DATA SHOWN:
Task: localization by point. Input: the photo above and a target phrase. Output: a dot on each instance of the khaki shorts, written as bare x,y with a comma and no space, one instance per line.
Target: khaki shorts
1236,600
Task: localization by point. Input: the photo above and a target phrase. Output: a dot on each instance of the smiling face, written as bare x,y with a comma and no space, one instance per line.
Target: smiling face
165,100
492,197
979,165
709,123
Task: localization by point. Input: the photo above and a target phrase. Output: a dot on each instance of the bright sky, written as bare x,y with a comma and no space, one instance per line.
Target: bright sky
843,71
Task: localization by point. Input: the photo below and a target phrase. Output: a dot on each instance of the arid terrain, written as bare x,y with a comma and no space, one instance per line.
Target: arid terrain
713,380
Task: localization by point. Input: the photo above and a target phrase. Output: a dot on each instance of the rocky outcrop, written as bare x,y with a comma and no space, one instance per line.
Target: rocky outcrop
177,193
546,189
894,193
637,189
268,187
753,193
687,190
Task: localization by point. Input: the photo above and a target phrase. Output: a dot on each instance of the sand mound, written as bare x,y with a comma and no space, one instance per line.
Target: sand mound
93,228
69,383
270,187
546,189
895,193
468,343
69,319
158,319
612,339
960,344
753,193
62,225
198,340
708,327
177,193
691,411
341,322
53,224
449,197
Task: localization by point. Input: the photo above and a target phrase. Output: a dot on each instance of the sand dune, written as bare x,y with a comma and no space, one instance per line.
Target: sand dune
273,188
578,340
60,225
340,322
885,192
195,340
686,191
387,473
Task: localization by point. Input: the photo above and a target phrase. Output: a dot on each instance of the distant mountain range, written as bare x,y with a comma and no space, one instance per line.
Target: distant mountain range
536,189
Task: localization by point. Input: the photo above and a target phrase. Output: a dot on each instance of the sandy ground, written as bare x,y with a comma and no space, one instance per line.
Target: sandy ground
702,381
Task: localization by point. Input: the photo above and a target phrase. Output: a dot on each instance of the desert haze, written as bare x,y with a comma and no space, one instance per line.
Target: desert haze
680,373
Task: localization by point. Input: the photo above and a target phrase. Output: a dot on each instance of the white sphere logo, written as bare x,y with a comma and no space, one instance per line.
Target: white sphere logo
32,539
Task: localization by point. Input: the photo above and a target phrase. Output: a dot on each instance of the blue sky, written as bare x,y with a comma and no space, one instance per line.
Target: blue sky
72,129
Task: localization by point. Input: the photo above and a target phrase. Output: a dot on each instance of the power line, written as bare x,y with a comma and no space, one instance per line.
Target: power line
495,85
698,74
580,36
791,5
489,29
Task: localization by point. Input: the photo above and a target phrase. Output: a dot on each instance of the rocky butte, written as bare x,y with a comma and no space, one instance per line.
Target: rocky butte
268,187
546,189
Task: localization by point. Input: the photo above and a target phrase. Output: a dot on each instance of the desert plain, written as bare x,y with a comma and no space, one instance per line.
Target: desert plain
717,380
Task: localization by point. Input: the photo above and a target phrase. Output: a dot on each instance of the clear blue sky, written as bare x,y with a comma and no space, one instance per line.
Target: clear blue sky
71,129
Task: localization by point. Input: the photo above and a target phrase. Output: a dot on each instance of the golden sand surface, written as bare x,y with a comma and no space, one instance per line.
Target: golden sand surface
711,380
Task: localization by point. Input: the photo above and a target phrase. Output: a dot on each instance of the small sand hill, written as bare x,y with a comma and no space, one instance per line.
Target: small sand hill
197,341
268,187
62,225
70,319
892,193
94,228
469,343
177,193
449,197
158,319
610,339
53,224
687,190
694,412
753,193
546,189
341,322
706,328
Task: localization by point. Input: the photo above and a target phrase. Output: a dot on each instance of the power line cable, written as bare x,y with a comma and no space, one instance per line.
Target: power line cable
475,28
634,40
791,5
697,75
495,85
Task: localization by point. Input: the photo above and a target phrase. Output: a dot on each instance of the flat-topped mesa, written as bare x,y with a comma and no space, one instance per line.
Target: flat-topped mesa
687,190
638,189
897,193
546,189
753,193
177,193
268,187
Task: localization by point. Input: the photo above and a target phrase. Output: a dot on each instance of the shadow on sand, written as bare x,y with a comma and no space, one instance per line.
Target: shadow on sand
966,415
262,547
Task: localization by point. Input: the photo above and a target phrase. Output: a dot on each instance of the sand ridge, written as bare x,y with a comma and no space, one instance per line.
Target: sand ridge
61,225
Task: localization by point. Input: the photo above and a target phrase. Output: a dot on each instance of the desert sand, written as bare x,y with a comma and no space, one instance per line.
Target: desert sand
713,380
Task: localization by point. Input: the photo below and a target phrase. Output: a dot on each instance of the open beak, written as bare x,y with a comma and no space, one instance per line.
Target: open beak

DIRECTIONS FOR THIS TASK: All of the data above needs to be written out exactly.

RESULT BELOW:
Task: localization by point. Input: the photo above and a target phrase. Output: a dot on each instance of the khaki shorts, written as bare x,y with a comma and no space, one instance per line.
Target: khaki shorts
1236,600
Task: localization by point. Input: the photo above and a target phrase. Output: a dot on each instance of the smiling face, written as bare x,y with a comma and no space, one instance per line.
Target: smiling face
165,100
492,197
979,165
709,123
Task: localization by point. Input: the photo above and a target phrase. Output: a dot on each instance of the bright sky, written as bare x,y with a comma and no space, one instance per line.
Target: bright sky
843,71
Task: localization by point. Input: the photo below and a target phrase. Output: a dot on each instance of the arid terrain, written as bare x,y with a comma and no space, one instance per line.
Target: arid terrain
713,380
Task: localization by point. Input: the photo above and a target phrase. Output: a dot on each instance of the rocky outcrop, written as bare x,y with a comma and no space, one instance per line.
Target: rocky outcrop
177,193
546,189
894,193
637,189
268,187
753,193
687,190
Task: localization by point. Input: the photo above and a target phrase. Output: a dot on each instance of the sand mound, written as bare x,y with a comma and no space, one instance per line.
Target: sand mound
93,228
69,383
270,187
546,189
895,193
468,343
69,319
158,319
612,339
960,344
753,193
62,225
198,340
708,327
177,193
691,411
341,322
53,224
449,197
Task: localization by point. Input: the photo above and a target phrase. Output: a dot on each instance of the sand dune, written as bare x,y with a comma and no space, one instance per line.
Target: sand dune
273,188
578,340
60,225
340,322
885,192
195,340
686,191
387,473
Task: localization by point. Input: the photo above and a target phrase. Output: a dot on each instance of the distant mountain range, written as bare x,y with a comma and no space, one instance per line.
Target: distant mountain range
536,189
Task: localization by point. Input: the photo above and a target phrase. Output: a dot on each instance of the sandy ground, written as bare x,y with a comma and no space, one instance per line.
Target: sandy ground
702,381
Task: localization by point. Input: the photo above and a target phrase. Output: a dot on each instance of the desert haze, written as bare x,y with a comma and no space, one instance per line.
Target: desert haze
680,373
Task: localization by point. Input: the photo above and a target phrase. Output: a dot on each instance of the white sphere logo, written as bare x,y with a comma and no space, one instance per line.
Target: white sphere logo
32,539
Task: localization by point. Input: the photo above and a target phrase. Output: a dot on each instance of the blue sky, written as bare x,y with a comma and no space, one instance per line.
Target: blue sky
72,129
Task: localization by point. Input: the photo above and a target phrase. Output: a dot on each instance of the power line, written as bare x,y with a comma and no space, one instance per line.
Target: power line
495,85
698,74
580,36
791,5
489,29
Task: localization by point. Input: the photo above and a target phrase. Output: a dot on each instance of the rocky butte, written as bare x,y with a comma and no space, one instance per line.
Target: rocky butte
268,187
546,189
Task: localization by point. Input: the photo above and a target phrase. Output: a dot on each instance of the desert plain, written as bare x,y with a comma and no space, one instance per line.
Target: desert plain
717,380
Task: localization by point. Input: the photo above and a target phrase. Output: a dot on each instance of the clear blue sky, written as bare x,y with a comma and no space, one instance per line.
Target: clear blue sky
71,129
Task: localization by point. Input: the photo above and a target phrase. Output: a dot on each instance of the golden sand surface, written as bare x,y with a comma and no space, one instance per line.
Target: golden sand surface
711,380
Task: localization by point. Input: the photo above and a target phrase. Output: a dot on each instance of the small sand hill, written as bare x,y with a comma and no space, one instance per line.
Target: small sand hill
197,341
268,187
62,225
70,319
892,193
94,228
469,343
177,193
449,197
158,319
610,339
53,224
687,190
694,412
753,193
546,189
341,322
706,328
Task: localization by point. Input: the photo above and a target phrase. Output: a dot on each instance of the power line cable, written as bare x,y with a comma and no space, one instance per line.
Target: power line cable
475,28
634,40
791,5
697,75
495,85
Task: localization by point. Input: the photo above and a target phrase. Output: a dot on each instance of the flat-topped mesa, written as bare x,y with a comma and no space, one instance per line.
Target: flat-topped mesa
687,190
638,189
897,193
546,189
753,193
177,193
268,187
Task: localization by point. Input: the photo above and a target phrase. Output: a dot on each instance of the shadow on sand, written as bare x,y with a comma and no space, one instance per line.
Target: shadow on sand
966,415
262,547
Task: localization by point. Input: the photo above and a target phrase. Output: a dot on each instance of the sand ridge, written as bare x,y with a comma and no space, one instance per line.
Target: sand ridge
61,225
Task: localization by point. Input: the photo above and a target phrase. Output: a dot on each instance of the desert sand, written as bare x,y with a comma and no space, one instance per line.
Target: desert sand
713,380
Task: localization by point. Input: the photo below and a target phrase. Output: a dot on each instance of the open beak, written as bare x,y with a comma and no space, one instance per line.
Target: open beak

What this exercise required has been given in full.